§ **What needs to be done**: Please print each record that follows precisely as it appears.

──────── Dataset

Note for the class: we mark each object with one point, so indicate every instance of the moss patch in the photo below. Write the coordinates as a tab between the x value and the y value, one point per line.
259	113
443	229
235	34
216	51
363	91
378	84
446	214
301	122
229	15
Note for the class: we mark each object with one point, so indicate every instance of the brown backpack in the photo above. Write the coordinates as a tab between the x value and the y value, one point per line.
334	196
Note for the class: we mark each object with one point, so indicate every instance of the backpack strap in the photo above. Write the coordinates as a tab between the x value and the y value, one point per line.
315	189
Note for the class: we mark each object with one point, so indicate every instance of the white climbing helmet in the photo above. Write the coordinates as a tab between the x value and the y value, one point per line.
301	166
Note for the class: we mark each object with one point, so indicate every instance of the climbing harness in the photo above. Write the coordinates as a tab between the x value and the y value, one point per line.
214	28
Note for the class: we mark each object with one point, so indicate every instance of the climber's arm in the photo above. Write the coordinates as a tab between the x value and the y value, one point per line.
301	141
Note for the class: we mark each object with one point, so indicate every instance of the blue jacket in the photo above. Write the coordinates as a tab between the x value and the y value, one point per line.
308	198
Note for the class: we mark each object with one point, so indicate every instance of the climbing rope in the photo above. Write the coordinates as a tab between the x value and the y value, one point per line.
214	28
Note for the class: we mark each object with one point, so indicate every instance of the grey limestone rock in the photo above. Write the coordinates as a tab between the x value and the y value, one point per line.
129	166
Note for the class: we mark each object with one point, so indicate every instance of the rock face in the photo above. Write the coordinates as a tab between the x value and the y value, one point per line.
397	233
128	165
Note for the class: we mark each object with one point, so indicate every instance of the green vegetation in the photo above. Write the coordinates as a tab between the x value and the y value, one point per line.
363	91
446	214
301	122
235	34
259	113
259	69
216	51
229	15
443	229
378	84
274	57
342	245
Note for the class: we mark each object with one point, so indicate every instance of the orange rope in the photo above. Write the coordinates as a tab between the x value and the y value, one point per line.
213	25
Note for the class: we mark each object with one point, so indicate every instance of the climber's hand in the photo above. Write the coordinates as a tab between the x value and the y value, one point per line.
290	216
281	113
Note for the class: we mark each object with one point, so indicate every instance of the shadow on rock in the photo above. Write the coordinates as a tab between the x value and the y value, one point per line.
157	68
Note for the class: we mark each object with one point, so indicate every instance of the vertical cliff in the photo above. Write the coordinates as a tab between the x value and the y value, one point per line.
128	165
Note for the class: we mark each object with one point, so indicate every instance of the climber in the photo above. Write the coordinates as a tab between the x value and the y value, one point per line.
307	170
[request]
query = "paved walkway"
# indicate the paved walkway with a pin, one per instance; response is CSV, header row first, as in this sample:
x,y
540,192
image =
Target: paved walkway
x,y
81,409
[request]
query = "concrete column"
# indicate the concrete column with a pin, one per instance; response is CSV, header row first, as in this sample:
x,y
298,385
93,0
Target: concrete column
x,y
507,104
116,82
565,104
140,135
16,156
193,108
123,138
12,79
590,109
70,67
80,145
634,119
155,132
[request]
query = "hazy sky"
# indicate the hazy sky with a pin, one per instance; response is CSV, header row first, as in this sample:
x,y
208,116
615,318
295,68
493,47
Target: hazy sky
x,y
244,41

────────────────

§ **Result of this task**:
Note for the class: we mark each object with one point, so indicate every instance of the moss patch in the photo below. Write the coordinates as a tab between the x value and the y value, one point per line.
259	113
443	229
235	34
216	51
363	91
378	84
446	214
301	122
229	15
Note for the class: we mark each object with one point, so indicate every instance of the brown backpack in the photo above. Write the coordinates as a tab between the x value and the y value, one point per line.
334	196
Note for the class: we mark each object with one point, so indicate every instance of the backpack strap in the photo above. Write the coordinates as a tab between the x value and the y value, one point per line.
315	189
Note for the class: we mark each object with one point, so indicate every instance of the white climbing helmet in the photo above. Write the coordinates as a tab between the x value and the y value, one point per line.
301	166
Note for the class: we mark each object with one point, so indicate every instance of the climbing harness in the photo above. Write the coordinates as a tab between the x value and the y value, one point per line.
214	28
Note for the class: we mark each object with one point, so indicate every instance of the climber's arm in the photo above. Write the coordinates as a tab between the x value and the y value, one point per line.
301	141
Note for the class: we mark each object with one point, so indicate every instance of the blue jacket in the photo above. Write the coordinates as a tab between the x value and the y value, one point per line.
308	198
Note for the class: we mark each object with one point, so indicate every instance of the climbing rope in the photo above. Write the coordinates as a tab between the x value and the y value, one point per line.
214	28
Note for the class: we mark each object with one point, so indicate every instance of the grey limestone rock in the photo above. Write the coordinates as a tab between the x value and the y value, one point per line.
129	166
Note for the class: we mark each object with one point, so indicate every instance of the rock face in the photo above. Write the coordinates as a tab between the x value and the y value, one point per line.
397	233
128	165
Note for the class: we mark each object with one point, so indicate every instance of the green vegetation in the photo above. Write the coordinates as a tab between the x value and the y value, one point per line.
363	91
446	214
301	122
235	34
259	113
259	69
216	51
229	15
443	229
378	84
274	57
342	245
Note for the class: we mark each object with one point, so indicate every instance of the orange rope in the photo above. Write the coordinates as a tab between the x value and the y value, one point per line.
213	25
Note for the class: we mark each object with one point, so indicate every instance of the climber's hand in the photo above. Write the coordinates as a tab between the x value and the y value, one point per line.
290	216
281	113
Note for the class: we mark each object with one point, so indicate every instance of the shadow on rock in the photo above. Write the coordinates as a tab between the x value and the y value, one point per line.
157	68
Note for the class: we mark each object with one point, so indicate every instance of the vertical cliff in the photo above. Write the coordinates as a tab between the x value and the y value, one point per line.
128	165
Note for the class: we mark each object with one point, so indicate every instance of the climber in the photo above. Write the coordinates as a tab between the x value and the y value, one point per line.
307	170
[request]
query = "paved walkway"
# indicate the paved walkway with a pin, one per instance; response is CSV, header row first, as in this sample:
x,y
540,192
image =
Target: paved walkway
x,y
81,409
[request]
query = "concrete column"
# indicate the concrete column with a pin, one per instance; response is CSV, header row first, as in this sample:
x,y
298,385
93,0
Target: concrete column
x,y
507,104
116,82
565,104
140,135
16,156
193,108
123,138
12,79
590,109
70,67
80,145
634,119
155,132
[request]
query = "hazy sky"
# indicate the hazy sky with a pin, one per instance; response is CSV, header row first, as in this sample:
x,y
208,116
615,318
295,68
493,47
Target: hazy sky
x,y
244,41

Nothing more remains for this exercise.